** Start of Document text **
Chapter 09 : Universal Basic Income – Highlights of Economic Survey 2016-17

Chapter 09 : Universal Basic Income – Highlights of Economic Survey 2016-17

Union finance minister Arun Jaitley tabled the Economic Survey 2016-17 in Parliament during the first day of the budget session. Here are the major highlights from Chapter 9 of Economic Survey 2016-17.

What is universal basic income?

  • Universal Basic Income is a form of social security paid to individuals, not households, and it is paid to everyone. That’s how it becomes universal.
  • It can be paid in kind (such as food or services) or in vouchers or can be a direct transfer into bank accounts to help reduce leakage.
  • The government will offer about $15 a month (1,000 rupees), and only to families below the poverty line (BPL).
  • It is paid at regular intervals, say monthly, not as a one-off grant.
  • It is unconditional and paid without a requirement to work or to demonstrate willingness-to-work.
  • Finland and Scotland are planning pilot runs. Switzerland rejected the plan.
** End of Document text **
### Directions for this task
In the universal basic income text above, condense the paragraph beginning "Union finance minister Arun Jaitley" into one shorter sentence that keeps its main facts.
** Start of Supplied records **
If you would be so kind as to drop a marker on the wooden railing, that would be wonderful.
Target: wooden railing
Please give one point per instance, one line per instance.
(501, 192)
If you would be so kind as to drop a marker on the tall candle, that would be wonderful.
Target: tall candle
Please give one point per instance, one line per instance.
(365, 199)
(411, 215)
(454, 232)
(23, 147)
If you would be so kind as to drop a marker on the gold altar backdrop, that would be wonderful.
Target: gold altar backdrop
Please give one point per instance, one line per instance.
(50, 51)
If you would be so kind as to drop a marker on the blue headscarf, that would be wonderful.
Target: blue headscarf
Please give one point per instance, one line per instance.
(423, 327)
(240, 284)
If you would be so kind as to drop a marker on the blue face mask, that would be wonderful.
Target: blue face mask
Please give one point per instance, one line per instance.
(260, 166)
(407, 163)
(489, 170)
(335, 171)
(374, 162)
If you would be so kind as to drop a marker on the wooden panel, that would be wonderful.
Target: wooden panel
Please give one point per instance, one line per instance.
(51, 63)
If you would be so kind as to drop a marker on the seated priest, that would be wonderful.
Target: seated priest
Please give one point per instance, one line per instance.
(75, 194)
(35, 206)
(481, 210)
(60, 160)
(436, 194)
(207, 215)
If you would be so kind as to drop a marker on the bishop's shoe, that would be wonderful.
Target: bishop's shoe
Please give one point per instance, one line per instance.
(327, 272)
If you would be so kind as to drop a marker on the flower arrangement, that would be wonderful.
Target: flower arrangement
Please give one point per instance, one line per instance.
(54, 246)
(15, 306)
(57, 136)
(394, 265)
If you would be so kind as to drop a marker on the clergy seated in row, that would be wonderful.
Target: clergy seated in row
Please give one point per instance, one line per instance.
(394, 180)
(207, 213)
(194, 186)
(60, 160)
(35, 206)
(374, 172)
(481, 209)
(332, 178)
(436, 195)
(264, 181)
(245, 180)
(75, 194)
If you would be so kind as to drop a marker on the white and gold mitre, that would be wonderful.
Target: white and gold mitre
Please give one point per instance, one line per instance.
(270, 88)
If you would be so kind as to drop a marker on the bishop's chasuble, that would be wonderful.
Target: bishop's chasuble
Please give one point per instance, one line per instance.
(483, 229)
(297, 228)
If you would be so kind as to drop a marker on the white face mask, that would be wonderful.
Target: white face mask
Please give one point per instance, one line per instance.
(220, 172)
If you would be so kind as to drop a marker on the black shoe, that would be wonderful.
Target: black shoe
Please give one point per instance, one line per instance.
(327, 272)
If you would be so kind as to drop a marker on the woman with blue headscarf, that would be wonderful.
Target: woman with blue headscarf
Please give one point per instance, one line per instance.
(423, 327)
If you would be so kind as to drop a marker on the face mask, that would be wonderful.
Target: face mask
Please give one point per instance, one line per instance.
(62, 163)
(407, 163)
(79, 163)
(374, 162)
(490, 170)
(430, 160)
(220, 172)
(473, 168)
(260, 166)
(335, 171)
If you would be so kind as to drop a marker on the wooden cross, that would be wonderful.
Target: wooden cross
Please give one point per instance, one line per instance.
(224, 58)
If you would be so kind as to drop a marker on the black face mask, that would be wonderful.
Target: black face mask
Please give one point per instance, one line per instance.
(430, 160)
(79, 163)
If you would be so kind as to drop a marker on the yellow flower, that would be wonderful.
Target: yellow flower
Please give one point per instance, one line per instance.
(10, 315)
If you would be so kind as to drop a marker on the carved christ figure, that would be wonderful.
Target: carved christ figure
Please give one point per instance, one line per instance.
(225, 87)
** End of Supplied records **
### Result for this exercise
On the budget session's first day, Union finance minister Arun Jaitley tabled the Economic Survey 2016-17 in Parliament, and the major highlights of its Chapter 9 follow.